**Description of the task**
Whenever a line in the following entries includes "handle", tally it. Report nothing except the final count.

**Data for review**
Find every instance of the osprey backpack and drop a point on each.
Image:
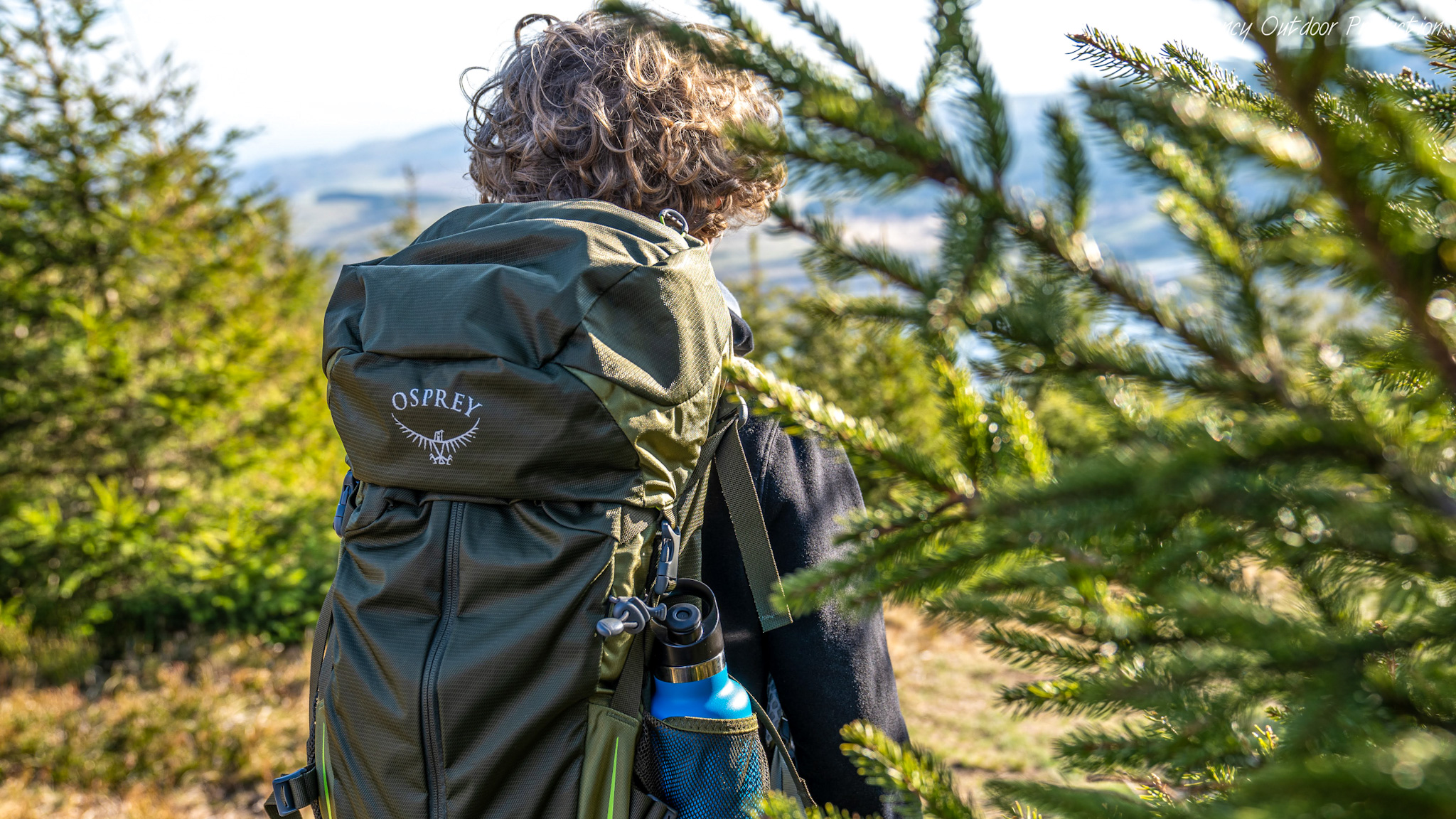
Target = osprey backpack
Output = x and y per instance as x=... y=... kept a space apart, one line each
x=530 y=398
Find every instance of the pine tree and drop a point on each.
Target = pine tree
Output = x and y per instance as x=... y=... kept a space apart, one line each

==

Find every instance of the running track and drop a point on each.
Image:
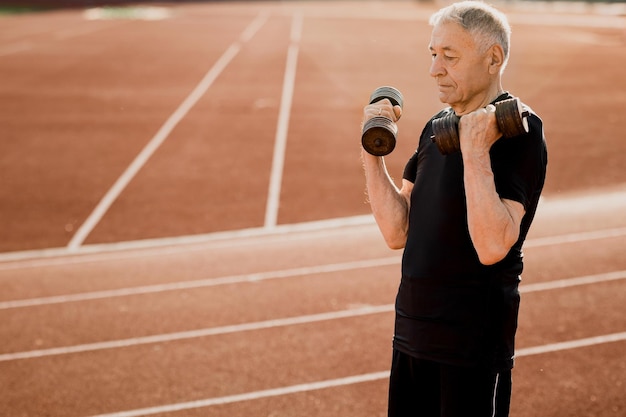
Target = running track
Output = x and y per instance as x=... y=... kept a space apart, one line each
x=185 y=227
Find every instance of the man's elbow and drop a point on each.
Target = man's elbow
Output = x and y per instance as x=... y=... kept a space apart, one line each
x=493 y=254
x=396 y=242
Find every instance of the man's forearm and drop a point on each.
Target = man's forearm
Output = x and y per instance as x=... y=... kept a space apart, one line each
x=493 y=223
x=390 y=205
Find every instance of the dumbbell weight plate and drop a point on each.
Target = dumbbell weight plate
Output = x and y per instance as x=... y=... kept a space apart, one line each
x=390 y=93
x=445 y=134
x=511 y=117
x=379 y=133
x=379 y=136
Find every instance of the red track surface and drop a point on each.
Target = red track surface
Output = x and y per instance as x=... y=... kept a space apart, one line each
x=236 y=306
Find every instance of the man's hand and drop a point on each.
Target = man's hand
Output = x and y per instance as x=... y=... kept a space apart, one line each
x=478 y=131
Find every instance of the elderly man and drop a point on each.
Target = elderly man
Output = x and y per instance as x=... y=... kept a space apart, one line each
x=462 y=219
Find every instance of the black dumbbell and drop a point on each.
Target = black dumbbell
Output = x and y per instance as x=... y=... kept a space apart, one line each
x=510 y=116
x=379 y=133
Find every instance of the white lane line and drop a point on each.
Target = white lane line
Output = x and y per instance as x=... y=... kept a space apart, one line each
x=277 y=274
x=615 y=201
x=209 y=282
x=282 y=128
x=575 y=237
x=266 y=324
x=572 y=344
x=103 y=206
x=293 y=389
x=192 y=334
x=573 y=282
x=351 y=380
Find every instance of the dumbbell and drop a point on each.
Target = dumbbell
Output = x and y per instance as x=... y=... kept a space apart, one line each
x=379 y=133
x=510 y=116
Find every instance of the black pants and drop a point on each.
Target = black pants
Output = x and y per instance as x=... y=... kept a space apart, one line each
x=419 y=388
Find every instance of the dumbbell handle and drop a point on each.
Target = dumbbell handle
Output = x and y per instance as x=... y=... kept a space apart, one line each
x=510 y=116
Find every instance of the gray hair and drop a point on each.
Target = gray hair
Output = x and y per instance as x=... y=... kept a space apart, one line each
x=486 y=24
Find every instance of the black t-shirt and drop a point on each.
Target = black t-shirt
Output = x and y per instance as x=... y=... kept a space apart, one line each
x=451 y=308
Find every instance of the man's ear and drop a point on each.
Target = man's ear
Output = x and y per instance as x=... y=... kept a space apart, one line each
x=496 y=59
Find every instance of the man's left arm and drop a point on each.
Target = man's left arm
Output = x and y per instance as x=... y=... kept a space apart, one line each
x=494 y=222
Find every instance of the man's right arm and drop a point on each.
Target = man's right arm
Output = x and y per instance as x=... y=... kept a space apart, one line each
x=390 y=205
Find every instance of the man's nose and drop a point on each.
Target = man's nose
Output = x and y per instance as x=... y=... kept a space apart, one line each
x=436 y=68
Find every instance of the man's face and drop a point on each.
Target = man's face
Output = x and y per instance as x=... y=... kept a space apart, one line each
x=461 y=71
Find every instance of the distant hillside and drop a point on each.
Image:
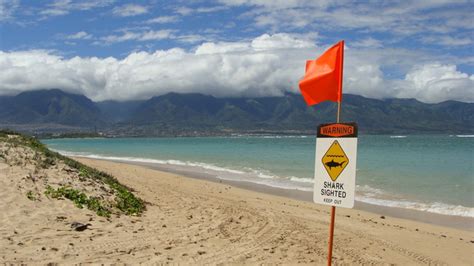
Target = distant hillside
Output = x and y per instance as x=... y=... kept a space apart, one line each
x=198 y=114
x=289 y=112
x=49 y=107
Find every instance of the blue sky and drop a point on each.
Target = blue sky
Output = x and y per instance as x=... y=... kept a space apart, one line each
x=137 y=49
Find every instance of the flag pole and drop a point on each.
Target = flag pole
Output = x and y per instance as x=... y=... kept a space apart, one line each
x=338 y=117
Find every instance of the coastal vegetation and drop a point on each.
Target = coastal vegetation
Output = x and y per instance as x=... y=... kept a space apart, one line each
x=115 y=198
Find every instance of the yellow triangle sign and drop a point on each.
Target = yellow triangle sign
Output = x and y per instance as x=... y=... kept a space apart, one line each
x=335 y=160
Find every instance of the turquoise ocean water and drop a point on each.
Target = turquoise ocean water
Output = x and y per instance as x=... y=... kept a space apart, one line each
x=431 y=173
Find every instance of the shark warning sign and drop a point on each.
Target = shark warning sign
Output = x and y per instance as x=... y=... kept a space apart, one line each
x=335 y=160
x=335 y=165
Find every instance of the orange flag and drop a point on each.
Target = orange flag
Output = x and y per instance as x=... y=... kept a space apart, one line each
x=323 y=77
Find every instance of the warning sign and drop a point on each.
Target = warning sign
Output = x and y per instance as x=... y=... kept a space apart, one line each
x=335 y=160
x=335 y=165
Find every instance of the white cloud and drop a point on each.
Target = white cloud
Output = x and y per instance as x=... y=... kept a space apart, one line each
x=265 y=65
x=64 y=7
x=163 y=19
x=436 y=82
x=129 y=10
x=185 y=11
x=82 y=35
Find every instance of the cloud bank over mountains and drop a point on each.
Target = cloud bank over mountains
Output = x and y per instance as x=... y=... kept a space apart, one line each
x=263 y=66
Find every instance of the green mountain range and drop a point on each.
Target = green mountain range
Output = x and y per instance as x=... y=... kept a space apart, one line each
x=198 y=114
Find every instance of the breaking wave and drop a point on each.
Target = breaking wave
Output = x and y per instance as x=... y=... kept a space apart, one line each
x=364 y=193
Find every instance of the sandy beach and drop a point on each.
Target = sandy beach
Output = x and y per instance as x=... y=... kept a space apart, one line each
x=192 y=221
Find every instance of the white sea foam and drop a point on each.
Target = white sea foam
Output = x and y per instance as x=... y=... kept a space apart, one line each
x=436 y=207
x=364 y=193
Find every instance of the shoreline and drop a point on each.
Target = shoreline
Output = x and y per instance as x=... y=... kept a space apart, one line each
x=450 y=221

**Task result**
2